What you are asked to do: Recast the rows below, from the first one down to the row containing "POLYGON ((239 167, 235", as a numbered list, leaving out blank lines.

Raw rows:
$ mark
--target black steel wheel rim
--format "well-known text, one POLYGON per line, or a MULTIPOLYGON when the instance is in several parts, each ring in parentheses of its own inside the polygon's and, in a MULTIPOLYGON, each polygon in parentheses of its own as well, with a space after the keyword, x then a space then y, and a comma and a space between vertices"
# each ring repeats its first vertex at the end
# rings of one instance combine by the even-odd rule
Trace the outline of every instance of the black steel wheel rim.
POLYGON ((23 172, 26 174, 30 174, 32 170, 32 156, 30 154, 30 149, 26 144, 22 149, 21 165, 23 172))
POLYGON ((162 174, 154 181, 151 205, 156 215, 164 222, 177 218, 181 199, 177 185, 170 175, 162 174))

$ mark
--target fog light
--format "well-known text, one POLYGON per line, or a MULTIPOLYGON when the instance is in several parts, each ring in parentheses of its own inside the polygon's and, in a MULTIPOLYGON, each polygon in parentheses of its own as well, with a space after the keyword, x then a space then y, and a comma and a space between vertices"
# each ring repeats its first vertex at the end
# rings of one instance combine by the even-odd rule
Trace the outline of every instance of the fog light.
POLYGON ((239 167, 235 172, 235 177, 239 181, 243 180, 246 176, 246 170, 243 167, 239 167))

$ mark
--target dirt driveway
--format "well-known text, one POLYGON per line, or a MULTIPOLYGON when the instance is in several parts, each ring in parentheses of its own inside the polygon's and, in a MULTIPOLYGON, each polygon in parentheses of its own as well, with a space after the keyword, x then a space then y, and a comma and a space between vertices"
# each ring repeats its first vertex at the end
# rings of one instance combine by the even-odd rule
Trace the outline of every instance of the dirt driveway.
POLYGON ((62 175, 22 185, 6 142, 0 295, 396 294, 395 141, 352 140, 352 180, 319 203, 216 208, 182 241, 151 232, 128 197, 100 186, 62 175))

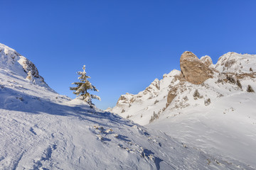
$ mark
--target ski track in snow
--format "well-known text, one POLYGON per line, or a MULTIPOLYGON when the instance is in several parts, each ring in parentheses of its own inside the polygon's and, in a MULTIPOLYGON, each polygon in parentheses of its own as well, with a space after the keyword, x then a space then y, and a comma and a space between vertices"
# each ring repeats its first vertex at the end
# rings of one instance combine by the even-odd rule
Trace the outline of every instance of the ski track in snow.
POLYGON ((0 50, 0 169, 253 169, 70 101, 0 50))

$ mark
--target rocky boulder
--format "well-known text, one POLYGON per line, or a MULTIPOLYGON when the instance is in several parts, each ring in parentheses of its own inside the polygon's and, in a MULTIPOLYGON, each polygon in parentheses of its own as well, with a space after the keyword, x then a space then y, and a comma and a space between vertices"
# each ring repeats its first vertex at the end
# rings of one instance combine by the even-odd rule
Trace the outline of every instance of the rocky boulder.
POLYGON ((201 57, 200 60, 205 64, 207 67, 213 64, 213 60, 210 57, 210 56, 206 55, 201 57))
POLYGON ((213 71, 201 61, 192 52, 186 51, 180 60, 181 78, 195 84, 213 78, 213 71))

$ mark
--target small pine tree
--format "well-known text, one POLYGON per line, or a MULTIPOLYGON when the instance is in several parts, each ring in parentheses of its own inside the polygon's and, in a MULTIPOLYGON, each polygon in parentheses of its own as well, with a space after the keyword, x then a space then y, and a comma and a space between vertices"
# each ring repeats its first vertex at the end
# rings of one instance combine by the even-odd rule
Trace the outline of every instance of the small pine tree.
POLYGON ((199 98, 199 97, 200 97, 200 94, 199 94, 198 89, 196 89, 195 92, 194 92, 193 94, 193 96, 195 98, 199 98))
POLYGON ((237 85, 240 89, 242 89, 242 84, 241 84, 240 81, 239 81, 239 79, 237 79, 237 85))
POLYGON ((70 89, 73 91, 73 94, 77 96, 80 96, 80 99, 87 102, 89 104, 92 105, 92 98, 95 98, 100 101, 100 98, 96 95, 90 94, 88 93, 89 90, 99 91, 95 86, 92 86, 87 80, 90 77, 86 74, 85 65, 82 67, 83 72, 78 72, 78 74, 80 75, 78 77, 80 82, 75 82, 72 84, 75 84, 76 87, 70 87, 70 89))
POLYGON ((254 90, 252 89, 252 87, 250 85, 248 85, 247 91, 249 93, 255 93, 254 90))

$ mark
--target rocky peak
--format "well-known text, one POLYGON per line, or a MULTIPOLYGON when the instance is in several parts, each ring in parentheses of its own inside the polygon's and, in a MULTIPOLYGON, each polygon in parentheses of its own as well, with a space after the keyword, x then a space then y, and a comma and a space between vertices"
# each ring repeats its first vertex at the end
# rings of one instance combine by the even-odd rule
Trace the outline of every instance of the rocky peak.
POLYGON ((213 60, 211 60, 210 56, 203 56, 202 57, 201 57, 200 60, 208 67, 213 64, 213 60))
POLYGON ((215 65, 220 72, 233 74, 248 74, 256 70, 256 55, 238 54, 229 52, 222 55, 215 65))
POLYGON ((181 78, 192 84, 200 84, 206 79, 213 78, 213 69, 201 61, 192 52, 186 51, 181 55, 180 66, 181 78))
POLYGON ((0 66, 10 73, 21 75, 34 84, 46 87, 48 90, 54 91, 44 81, 44 79, 39 75, 38 70, 32 62, 14 49, 1 43, 0 66))

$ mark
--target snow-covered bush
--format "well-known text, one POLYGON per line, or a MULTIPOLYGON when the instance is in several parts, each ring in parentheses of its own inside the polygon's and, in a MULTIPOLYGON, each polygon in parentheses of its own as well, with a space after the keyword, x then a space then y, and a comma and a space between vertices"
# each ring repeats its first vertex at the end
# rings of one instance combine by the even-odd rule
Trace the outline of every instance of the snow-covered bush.
POLYGON ((156 114, 156 113, 154 111, 153 115, 151 115, 151 119, 149 120, 149 123, 153 122, 154 120, 158 119, 159 118, 159 113, 156 114))
POLYGON ((226 78, 230 83, 235 84, 235 79, 231 75, 227 75, 226 78))
POLYGON ((210 99, 208 98, 206 101, 205 101, 205 105, 208 106, 210 103, 210 99))
POLYGON ((239 79, 237 79, 237 85, 240 89, 242 89, 242 84, 241 84, 240 81, 239 81, 239 79))
POLYGON ((193 98, 194 98, 195 100, 197 100, 198 98, 203 98, 203 96, 201 96, 201 95, 200 95, 198 89, 196 89, 195 92, 194 92, 193 94, 193 98))
POLYGON ((252 87, 250 85, 248 85, 247 91, 249 93, 255 93, 254 90, 252 89, 252 87))

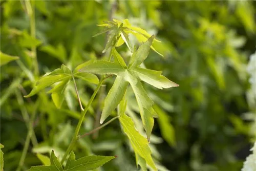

Answer below:
1. $ mark
2. --target black steel wheel rim
3. --format "well-known text, one POLYGON per line, or a MULTIPOLYGON when the instance is in several parts, each ring in parentheses of its own inside the polygon's and, in a MULTIPOLYGON, each polygon in parentheses of its own as well, with a space after the keyword, x then a space then y, and a comma and a space between vertices"
4. # each ring repeats its first vertex at the end
5. # rings of one instance combine by the even-odd rule
6. Trace the outline of every instance of the black steel wheel rim.
7. POLYGON ((23 172, 26 174, 30 174, 32 170, 32 156, 30 154, 30 149, 26 144, 22 149, 21 165, 23 172))
8. POLYGON ((162 174, 154 181, 151 205, 156 215, 164 222, 177 218, 181 199, 177 185, 170 175, 162 174))
9. $ mark
10. --target fog light
11. --format "well-known text, one POLYGON per line, or a MULTIPOLYGON when the instance is in several parts, each ring in parentheses of its own inside the polygon's and, in a MULTIPOLYGON, each polygon in parentheses of its own as well, with a space after the keyword, x then a space then y, and a comma and a space between vertices"
12. # each ring repeats its first vertex at the end
13. # rings of one instance combine by the even-odd rule
14. Trace the outline of every instance of the fog light.
15. POLYGON ((239 167, 235 172, 235 177, 239 181, 243 180, 246 176, 246 170, 243 167, 239 167))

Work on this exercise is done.